Task to carry out:
The required lines are those that contain "below"; pull them out of the data and copy them.

Information shown:

● ● ● ● ● ● ●

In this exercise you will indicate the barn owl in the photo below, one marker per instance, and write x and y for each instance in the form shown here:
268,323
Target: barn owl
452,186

● ● ● ● ● ● ●

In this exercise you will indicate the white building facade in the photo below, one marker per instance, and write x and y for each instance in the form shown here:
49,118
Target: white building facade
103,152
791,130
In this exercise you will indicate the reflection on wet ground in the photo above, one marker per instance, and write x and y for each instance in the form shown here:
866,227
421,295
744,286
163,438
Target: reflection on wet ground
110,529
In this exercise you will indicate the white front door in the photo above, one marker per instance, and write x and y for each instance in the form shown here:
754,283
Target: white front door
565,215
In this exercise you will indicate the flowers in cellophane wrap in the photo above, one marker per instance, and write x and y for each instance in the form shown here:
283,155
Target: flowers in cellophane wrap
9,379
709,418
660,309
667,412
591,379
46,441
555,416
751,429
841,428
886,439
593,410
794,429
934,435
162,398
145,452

● ● ● ● ● ● ●

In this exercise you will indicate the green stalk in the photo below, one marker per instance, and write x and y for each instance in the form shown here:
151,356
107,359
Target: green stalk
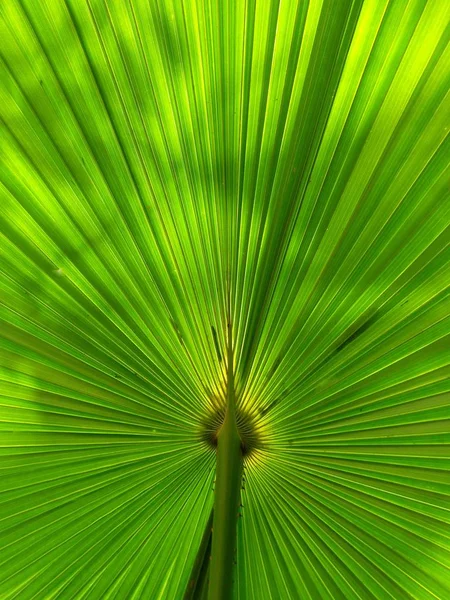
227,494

● ● ● ● ● ● ●

Exercise solution:
In this exercise you will indicate the barn owl in the photo below, one marker per instance, and write x and y for each instance in the form shown here:
In this exercise you will indicate the white building facade in the photo below, one marker per instance, and write x and y for each instance in the form shown here:
In this exercise you will indicate the green stalk in the photo below, one marker per instance, and write x and y for each instance in the form shown here:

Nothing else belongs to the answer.